Source material Start Marker
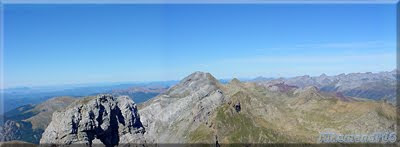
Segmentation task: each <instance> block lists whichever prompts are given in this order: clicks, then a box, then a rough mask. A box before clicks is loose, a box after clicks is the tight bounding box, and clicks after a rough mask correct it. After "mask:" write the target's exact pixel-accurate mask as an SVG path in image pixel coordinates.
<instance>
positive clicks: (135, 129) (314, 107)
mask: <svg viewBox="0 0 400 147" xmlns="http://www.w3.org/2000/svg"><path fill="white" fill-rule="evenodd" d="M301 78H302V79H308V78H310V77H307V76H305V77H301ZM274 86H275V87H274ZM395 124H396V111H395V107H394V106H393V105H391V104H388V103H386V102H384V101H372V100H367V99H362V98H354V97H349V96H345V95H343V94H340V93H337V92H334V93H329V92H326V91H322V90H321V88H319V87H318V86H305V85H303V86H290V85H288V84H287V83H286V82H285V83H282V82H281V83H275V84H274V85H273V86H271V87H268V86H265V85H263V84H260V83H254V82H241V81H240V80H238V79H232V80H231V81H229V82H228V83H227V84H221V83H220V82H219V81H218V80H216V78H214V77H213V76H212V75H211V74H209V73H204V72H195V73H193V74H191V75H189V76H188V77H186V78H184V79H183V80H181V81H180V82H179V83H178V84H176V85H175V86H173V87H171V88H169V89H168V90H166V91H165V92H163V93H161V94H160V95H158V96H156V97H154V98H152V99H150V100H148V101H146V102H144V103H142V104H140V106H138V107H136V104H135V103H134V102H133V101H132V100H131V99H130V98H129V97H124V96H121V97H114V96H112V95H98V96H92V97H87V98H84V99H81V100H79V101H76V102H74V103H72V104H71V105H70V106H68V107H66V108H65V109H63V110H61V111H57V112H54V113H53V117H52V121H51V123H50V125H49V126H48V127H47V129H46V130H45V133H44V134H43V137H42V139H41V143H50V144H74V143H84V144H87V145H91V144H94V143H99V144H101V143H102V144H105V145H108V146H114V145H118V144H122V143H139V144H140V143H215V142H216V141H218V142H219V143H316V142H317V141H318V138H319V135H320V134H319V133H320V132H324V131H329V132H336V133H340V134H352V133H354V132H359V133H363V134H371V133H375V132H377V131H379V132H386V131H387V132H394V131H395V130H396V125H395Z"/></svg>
Source material End Marker
Source material Start Marker
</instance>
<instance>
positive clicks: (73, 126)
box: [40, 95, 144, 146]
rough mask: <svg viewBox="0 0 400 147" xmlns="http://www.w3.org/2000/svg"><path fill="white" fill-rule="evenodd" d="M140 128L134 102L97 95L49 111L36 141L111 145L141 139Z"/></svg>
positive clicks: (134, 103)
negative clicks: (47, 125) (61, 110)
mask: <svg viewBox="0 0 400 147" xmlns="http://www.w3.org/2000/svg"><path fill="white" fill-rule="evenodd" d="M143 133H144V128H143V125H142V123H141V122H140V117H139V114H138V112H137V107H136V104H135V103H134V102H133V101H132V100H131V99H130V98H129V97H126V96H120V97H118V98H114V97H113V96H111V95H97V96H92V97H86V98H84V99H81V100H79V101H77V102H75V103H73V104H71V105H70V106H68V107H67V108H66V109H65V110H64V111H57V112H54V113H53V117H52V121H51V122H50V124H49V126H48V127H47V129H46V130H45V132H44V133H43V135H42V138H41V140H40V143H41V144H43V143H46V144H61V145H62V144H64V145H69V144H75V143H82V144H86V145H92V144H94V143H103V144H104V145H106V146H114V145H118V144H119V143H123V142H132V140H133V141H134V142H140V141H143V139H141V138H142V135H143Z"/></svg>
Source material End Marker
Source material Start Marker
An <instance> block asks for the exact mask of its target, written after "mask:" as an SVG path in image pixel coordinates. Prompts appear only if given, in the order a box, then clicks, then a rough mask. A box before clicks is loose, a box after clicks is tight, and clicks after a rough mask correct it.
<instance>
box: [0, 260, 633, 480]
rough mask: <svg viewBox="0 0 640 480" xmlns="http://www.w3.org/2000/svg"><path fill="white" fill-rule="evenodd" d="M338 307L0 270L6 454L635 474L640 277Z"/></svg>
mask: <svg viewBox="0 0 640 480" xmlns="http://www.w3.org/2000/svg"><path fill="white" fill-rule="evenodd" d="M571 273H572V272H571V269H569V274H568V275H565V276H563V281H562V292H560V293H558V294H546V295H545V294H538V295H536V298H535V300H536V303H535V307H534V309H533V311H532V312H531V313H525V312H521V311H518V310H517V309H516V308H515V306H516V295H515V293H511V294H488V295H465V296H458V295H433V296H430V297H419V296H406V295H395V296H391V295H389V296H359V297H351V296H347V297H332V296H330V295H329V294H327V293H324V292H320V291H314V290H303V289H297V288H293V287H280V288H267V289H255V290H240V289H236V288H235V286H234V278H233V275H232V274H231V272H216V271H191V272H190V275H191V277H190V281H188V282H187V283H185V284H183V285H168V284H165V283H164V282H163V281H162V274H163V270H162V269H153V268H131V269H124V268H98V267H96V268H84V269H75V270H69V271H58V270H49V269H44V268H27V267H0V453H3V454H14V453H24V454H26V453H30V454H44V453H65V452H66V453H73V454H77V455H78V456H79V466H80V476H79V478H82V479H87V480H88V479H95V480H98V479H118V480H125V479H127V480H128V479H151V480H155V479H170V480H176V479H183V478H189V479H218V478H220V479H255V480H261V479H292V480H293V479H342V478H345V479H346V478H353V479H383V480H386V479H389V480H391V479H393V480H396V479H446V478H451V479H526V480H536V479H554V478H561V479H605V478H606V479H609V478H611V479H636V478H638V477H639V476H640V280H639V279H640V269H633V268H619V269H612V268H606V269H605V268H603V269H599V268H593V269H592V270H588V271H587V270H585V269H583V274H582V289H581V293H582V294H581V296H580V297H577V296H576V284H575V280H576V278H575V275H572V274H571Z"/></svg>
Source material End Marker
* **What the exercise asks**
Each line of the entries above that includes the string "tight" should be copied out.

* **Your solution**
Segmentation task: each <instance> block lists whichever prompts are given in this order: clicks, then a box, then a rough mask. A box before clicks is loose, a box after clicks is the tight bounding box, and clicks after a rough mask correct it. After "mask:" write the target's exact pixel-accurate mask as an SVG path in image pixel coordinates.
An <instance> block asks for the exact mask of its target, written after "mask:" as an SVG path in image pixel coordinates. Prompts appear only if given, in the order a box, then clicks, then a rough mask. A box before clicks is loose, a box after clicks is tight, and clicks after a rough mask correct it.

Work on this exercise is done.